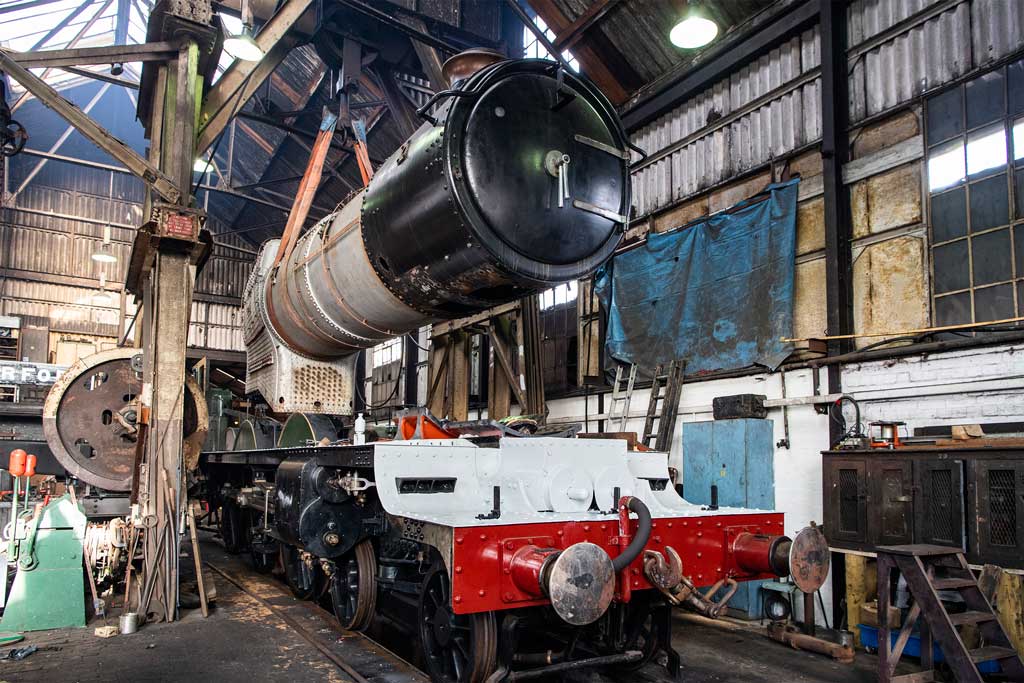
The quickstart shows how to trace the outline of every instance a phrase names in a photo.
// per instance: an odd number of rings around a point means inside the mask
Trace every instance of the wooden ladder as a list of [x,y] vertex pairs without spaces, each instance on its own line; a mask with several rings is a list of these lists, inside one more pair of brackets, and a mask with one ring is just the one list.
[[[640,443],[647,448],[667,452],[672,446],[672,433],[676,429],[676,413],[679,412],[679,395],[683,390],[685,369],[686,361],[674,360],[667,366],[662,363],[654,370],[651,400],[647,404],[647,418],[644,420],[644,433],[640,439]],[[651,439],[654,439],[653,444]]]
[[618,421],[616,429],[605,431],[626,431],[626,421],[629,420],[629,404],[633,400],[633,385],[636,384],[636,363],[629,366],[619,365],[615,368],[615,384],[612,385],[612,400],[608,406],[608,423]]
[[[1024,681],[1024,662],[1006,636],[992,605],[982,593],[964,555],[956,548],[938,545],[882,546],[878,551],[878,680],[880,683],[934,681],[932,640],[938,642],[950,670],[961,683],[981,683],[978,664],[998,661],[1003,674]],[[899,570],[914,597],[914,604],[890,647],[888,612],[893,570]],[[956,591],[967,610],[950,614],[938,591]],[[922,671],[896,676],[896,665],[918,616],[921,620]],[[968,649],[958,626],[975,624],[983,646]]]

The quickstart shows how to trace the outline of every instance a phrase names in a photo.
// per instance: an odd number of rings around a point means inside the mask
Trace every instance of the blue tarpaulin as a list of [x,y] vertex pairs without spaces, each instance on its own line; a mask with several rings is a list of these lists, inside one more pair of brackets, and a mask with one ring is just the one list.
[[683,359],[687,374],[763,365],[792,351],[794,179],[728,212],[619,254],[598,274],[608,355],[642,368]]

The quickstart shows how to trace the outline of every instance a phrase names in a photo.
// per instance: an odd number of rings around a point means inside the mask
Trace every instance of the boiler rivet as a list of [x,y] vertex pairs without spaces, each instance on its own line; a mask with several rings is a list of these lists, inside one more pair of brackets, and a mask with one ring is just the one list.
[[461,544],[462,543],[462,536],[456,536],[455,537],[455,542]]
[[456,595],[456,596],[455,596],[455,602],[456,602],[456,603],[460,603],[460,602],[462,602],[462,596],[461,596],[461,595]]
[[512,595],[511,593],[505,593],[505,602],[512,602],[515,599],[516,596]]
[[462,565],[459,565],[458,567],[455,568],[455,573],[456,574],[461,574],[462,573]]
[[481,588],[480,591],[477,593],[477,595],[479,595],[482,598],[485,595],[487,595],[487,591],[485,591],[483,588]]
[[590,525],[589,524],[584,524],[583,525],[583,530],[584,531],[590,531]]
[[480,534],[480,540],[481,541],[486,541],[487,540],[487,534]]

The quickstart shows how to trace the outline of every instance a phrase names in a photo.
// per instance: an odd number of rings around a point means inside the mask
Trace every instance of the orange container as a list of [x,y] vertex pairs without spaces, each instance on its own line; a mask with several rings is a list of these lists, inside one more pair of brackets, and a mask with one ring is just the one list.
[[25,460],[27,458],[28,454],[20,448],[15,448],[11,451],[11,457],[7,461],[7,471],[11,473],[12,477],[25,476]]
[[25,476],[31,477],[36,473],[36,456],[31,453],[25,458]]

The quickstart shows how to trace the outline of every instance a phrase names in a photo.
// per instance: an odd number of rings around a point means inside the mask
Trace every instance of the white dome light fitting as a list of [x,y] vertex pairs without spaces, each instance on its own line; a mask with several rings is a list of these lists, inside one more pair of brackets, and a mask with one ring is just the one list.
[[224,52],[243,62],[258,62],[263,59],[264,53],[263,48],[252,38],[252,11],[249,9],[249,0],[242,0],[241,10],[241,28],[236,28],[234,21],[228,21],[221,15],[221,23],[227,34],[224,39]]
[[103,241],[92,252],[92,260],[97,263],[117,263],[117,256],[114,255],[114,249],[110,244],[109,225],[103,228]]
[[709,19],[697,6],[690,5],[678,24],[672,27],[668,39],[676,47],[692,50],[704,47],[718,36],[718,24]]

...

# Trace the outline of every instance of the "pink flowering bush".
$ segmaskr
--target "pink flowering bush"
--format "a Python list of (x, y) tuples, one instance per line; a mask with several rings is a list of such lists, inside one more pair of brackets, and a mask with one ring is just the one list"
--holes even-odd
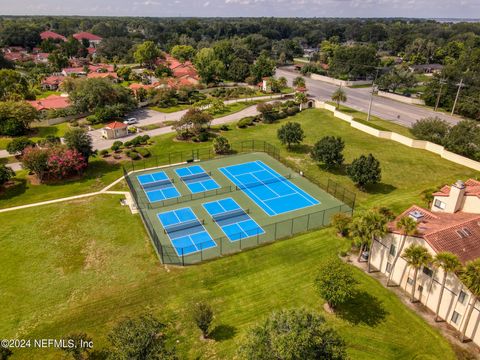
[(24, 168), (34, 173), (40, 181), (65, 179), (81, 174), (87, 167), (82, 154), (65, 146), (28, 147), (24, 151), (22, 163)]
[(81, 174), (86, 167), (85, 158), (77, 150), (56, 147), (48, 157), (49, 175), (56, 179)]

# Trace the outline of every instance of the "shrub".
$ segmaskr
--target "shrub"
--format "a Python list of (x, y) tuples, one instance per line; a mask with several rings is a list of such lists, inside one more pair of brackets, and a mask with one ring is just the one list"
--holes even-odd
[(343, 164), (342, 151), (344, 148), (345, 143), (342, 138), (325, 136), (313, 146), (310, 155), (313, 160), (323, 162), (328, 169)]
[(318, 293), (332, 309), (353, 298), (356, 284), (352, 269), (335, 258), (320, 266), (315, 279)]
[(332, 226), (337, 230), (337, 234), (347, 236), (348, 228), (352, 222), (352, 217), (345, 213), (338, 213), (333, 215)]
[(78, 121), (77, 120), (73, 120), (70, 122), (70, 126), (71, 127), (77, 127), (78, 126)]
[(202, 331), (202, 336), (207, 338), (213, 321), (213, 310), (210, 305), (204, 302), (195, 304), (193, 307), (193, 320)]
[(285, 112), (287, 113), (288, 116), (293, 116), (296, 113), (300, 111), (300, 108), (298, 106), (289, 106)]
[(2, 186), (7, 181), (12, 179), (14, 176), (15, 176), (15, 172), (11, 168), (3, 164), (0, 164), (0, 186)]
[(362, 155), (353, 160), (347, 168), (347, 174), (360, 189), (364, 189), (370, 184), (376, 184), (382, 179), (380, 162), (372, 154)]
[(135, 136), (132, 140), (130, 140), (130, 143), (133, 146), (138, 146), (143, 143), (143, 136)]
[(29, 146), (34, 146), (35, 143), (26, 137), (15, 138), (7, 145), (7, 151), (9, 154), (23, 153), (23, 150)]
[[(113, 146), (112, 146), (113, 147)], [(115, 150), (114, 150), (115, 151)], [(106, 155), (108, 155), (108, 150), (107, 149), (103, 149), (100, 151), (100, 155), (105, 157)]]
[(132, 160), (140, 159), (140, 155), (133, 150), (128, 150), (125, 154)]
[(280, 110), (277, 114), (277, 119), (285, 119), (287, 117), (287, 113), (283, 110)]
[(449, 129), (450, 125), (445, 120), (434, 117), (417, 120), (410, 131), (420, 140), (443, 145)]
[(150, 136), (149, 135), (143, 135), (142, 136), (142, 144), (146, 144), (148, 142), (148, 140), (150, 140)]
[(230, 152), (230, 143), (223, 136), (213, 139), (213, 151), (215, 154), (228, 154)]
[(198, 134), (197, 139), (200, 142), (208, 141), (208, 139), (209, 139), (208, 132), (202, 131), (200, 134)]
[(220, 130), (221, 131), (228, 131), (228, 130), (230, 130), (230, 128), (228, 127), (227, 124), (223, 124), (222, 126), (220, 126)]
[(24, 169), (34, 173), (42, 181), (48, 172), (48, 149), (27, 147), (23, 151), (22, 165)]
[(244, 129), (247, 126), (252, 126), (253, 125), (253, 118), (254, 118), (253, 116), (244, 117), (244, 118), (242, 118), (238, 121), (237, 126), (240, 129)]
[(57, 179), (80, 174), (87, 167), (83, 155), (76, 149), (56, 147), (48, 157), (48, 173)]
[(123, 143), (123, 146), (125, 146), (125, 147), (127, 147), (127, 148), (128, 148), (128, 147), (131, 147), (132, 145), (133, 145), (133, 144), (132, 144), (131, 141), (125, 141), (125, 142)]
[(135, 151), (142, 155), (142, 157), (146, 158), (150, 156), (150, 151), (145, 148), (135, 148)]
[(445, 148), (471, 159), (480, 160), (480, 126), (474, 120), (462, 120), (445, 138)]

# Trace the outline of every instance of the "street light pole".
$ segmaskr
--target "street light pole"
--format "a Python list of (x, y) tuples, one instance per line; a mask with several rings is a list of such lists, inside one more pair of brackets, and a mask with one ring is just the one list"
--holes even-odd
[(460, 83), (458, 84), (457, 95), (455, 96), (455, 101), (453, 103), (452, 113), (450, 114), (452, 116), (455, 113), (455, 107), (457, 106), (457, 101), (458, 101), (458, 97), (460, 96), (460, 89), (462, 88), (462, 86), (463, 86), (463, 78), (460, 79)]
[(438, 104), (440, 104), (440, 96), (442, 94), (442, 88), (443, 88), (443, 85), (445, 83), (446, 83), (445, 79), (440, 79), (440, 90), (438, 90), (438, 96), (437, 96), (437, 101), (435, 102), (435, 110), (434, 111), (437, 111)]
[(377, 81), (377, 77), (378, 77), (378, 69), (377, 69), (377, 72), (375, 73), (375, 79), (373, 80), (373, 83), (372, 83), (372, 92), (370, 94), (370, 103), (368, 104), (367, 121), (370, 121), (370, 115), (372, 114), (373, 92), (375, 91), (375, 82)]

--

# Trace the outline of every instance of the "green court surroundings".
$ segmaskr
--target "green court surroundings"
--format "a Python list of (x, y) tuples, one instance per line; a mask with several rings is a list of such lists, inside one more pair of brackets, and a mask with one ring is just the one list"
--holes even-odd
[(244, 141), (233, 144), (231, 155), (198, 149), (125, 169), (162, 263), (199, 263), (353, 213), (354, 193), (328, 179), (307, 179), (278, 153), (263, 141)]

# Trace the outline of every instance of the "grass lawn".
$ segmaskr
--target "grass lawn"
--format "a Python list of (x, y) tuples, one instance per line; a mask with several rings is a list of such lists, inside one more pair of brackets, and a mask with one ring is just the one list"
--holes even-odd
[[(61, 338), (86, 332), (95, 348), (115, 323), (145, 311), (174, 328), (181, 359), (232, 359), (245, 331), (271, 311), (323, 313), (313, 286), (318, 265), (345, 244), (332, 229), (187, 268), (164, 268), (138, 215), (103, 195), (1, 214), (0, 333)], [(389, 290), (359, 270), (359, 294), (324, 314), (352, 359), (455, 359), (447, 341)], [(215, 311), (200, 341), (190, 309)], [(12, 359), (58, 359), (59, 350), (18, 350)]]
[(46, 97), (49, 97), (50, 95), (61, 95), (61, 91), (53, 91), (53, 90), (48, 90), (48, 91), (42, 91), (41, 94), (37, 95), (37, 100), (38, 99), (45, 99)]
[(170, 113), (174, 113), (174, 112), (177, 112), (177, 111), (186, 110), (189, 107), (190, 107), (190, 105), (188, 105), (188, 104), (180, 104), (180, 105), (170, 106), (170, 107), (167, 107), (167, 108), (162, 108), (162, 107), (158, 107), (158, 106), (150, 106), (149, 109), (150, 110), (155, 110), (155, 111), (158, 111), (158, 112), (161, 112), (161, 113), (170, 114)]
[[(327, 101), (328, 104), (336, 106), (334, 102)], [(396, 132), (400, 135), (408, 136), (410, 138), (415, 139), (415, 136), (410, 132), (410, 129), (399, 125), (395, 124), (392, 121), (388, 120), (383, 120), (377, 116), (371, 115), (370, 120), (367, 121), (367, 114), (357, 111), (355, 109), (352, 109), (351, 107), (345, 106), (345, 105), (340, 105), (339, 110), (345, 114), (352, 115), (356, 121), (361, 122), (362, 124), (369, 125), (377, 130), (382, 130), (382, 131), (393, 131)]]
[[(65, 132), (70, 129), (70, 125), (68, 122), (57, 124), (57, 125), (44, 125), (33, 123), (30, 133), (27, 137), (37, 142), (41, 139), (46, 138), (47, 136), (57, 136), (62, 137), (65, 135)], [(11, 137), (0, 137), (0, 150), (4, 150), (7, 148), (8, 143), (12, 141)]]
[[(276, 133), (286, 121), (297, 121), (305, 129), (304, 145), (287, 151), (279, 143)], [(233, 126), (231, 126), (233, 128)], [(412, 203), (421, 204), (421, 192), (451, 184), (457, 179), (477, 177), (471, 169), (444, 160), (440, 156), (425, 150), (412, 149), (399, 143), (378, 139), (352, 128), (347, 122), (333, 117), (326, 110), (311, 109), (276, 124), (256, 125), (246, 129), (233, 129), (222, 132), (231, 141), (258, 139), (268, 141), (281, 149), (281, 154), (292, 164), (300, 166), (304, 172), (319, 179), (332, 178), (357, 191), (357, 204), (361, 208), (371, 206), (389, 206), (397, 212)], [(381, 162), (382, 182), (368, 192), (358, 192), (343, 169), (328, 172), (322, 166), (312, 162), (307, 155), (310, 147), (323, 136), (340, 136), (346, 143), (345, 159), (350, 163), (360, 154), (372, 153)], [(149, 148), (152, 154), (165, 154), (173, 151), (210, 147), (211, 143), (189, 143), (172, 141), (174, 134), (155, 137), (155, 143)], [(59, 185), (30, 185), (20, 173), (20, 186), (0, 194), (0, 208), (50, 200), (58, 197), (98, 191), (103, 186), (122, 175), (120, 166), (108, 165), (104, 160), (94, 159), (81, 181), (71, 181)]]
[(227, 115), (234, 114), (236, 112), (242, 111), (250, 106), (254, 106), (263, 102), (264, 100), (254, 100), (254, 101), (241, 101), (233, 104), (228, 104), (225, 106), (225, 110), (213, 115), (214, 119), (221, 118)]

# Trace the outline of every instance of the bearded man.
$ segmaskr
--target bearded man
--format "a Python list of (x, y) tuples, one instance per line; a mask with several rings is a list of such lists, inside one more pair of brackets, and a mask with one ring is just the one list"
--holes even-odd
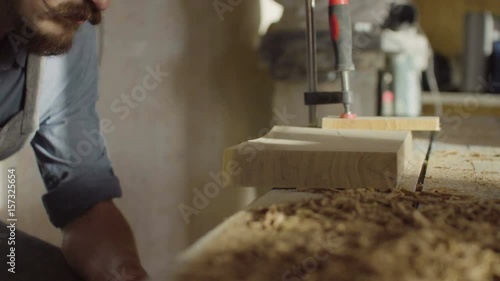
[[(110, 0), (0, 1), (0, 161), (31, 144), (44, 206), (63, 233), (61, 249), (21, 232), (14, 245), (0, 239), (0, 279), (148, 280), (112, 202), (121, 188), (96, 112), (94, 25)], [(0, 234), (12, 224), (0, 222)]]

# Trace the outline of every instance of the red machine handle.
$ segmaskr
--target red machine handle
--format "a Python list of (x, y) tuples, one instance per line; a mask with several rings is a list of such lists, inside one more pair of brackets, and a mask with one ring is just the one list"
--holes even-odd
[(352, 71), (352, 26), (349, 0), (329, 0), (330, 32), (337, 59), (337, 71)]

# TASK DIRECTIONS
Look through the records and count each line that holds "shrub". Write only the total.

# COMPLETED TASK
2